AUFGABENSTELLUNG:
[a] Beantworte anhand des Textauszugs über Gutscheine für ALG-II-Bezieher diese Fragen:
(i) Was musste früher bei Barbekleidungs- oder Möbelzuschüssen als Nachweis vorgelegt werden?
(ii) Womit stehen die Extra-Kosten für den verwaltungstechnischen Aufwand laut Textauszug in keinem Verhältnis?
(iii) Welchen Charakter bekommen gesetzlich vorgesehene Leistungen mit Gutscheinen?
[b] Setze den Textauszug über Gutscheine für ALG-II-Bezieher nach seinem letzten Satz fort.

TEXTAUSZUG:
|---|

Die Extra-Kosten für den verwaltungstechnischen Aufwand für Gutscheine für alle ALG-II-Bezieher stehen in keinem Verhältnis zu den tatsächlichen, wenigen "Missbrauchsfällen" , wo Gutscheine sinnvoll sein mögen. Wer davon saufen will, findet aber auch mit Gutscheinen einen Weg, aber das ist noch eine ganz andere Geschichte. Früher gab es hier Barbekleidungs- oder Möbelzuschüsse und es mussten Kaufquittungen als Nachweis vorgelegt werden. Hab ich kein Problem mit. Warum sollte das nicht weiter so gehandhabt werden können? Der Überprüfungsaufwand wäre garantiert nicht höher als diese Gutscheinabrechnerei. Mit Gutscheinen kriegen gesetzlich vorgesehene Leistungen den endgültigen Almosencharakter, auch in der Öffentlichkeit und an der Kasse. Almosen der Mitbürger/Steuerzahler, die man dankbar beim Einkaufen vorlegen soll.

|---|

GEGEBENE INFORMATIONEN:
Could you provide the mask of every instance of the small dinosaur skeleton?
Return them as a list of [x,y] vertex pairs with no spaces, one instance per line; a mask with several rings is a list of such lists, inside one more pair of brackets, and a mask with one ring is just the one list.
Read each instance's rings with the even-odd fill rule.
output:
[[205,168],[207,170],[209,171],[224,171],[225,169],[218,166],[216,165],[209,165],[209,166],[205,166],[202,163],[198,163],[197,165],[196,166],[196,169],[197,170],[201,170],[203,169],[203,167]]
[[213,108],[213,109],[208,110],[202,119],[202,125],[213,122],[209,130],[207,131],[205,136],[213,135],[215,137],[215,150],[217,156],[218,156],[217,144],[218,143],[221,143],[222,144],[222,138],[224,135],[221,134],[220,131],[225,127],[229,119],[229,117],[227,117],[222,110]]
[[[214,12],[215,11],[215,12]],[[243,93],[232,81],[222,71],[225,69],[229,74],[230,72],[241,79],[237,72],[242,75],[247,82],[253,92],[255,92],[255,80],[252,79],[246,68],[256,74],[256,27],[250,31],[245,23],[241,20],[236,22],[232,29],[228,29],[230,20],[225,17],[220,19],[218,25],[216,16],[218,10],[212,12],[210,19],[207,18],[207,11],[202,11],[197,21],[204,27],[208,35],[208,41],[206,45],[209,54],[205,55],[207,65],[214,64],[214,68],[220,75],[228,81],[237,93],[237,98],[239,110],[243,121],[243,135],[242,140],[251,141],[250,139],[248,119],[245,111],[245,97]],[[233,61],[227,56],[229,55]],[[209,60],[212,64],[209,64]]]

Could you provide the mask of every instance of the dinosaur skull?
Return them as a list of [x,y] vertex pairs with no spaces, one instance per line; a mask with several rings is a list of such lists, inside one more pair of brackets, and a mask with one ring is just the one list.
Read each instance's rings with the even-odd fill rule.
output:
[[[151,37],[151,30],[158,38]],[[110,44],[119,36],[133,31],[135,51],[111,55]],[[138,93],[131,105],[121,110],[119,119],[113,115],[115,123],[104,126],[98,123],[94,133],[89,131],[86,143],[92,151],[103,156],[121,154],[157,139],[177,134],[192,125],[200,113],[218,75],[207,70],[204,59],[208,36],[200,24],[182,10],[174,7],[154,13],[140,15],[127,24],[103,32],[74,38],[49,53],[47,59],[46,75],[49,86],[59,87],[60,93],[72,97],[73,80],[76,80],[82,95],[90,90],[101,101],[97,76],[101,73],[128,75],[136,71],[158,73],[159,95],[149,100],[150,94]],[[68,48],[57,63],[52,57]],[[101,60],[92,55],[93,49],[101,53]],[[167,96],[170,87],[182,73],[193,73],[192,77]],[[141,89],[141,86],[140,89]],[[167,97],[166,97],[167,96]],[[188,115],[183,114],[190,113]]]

|---|

ANTWORTEN:
[a]
(i) Kaufquittungen.
(ii) Mit den tatsächlichen, wenigen „Missbrauchsfällen“, in denen Gutscheine sinnvoll sein mögen.
(iii) Den endgültigen Almosencharakter, auch in der Öffentlichkeit und an der Kasse.

[b]
Es kann nicht sein, dass eine ganze Bevölkerungsgruppe unter Generalverdacht gestellt wird. Dieser Eindruck entsteht zwangsläufig, wenn ständig von Kontrollen, um "Missbrauch" vorzubeugen, die Rede ist. Das heißt, ALLE ALG-II-Bezieher sind erstmal des Leistungsmissbrauches verdächtig und das ist einfach nur unfair! Diese Kontrollen dienen (angeblich) dazu, den Verdacht auszuräumen. (Und ich dachte, in diesem Land gilt die Unschuldsvermutung, aber offenbar nicht für ALG-II-Bezieher). Gibt ein Hartz-Empfänger bei Abgabe des Antrages auch seine Persönlichkeitsrechte im Büro des SB ab?

Es würde ja auch niemand hergehen und ALLE Männer einsperren oder ihnen Fußfesseln anlegen wollen, um sie überwachen zu können, weil Kindesmissbrauch und Vergewaltigung meistens von Männern begangen wird. Ok, ist etwas überspitzt dargestellt, ist doch aber Dasselbe in Grün.

Gutscheine (Sachleistungen) nur für ALG-II-Bezieher(-Kinder) würden auf jeden Fall zu einer weiteren Stigmatisierung dieser Menschen beitragen, so dass noch mehr der Eindruck entsteht, dass ALG-II-Bezieher nicht vernünftig mit Geld umgehen können und diese dann noch mehr als "Bittsteller" angesehen werden, die nur dank der Gnade der Steuerzahler existieren dürfen, weswegen diese (ihrer Meinung nach zu Recht) auf den ALGII-Beziehern rumtrampeln dürfen. Die Medien und unsere Volks(ver)treter machen das ja auch.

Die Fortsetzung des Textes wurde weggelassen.